(Detection examples)
⟨

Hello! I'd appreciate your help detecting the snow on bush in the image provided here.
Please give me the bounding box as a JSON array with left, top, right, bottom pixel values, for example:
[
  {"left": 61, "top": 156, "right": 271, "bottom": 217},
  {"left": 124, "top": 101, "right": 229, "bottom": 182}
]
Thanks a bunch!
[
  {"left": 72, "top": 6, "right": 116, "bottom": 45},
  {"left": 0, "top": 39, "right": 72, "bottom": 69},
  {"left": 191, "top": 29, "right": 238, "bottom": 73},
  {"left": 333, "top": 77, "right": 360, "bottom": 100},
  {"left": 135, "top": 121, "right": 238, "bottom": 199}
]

⟩

> [GIVEN TASK] Rewrite every line of the records above as a numbered list, skipping any blank lines.

> [PROBLEM SOLUTION]
1. Hello! I'd appreciate your help detecting the snow on bush in the image provided here.
2. Please give me the bounding box as a JSON array with left, top, right, bottom pixel values, for example:
3. [
4.   {"left": 61, "top": 156, "right": 271, "bottom": 217},
5.   {"left": 124, "top": 101, "right": 229, "bottom": 182}
6. ]
7. Thanks a bunch!
8. [
9.   {"left": 72, "top": 6, "right": 116, "bottom": 45},
10.   {"left": 0, "top": 39, "right": 72, "bottom": 69},
11.   {"left": 191, "top": 29, "right": 238, "bottom": 73},
12.   {"left": 333, "top": 77, "right": 360, "bottom": 100},
13.   {"left": 135, "top": 121, "right": 238, "bottom": 199}
14. ]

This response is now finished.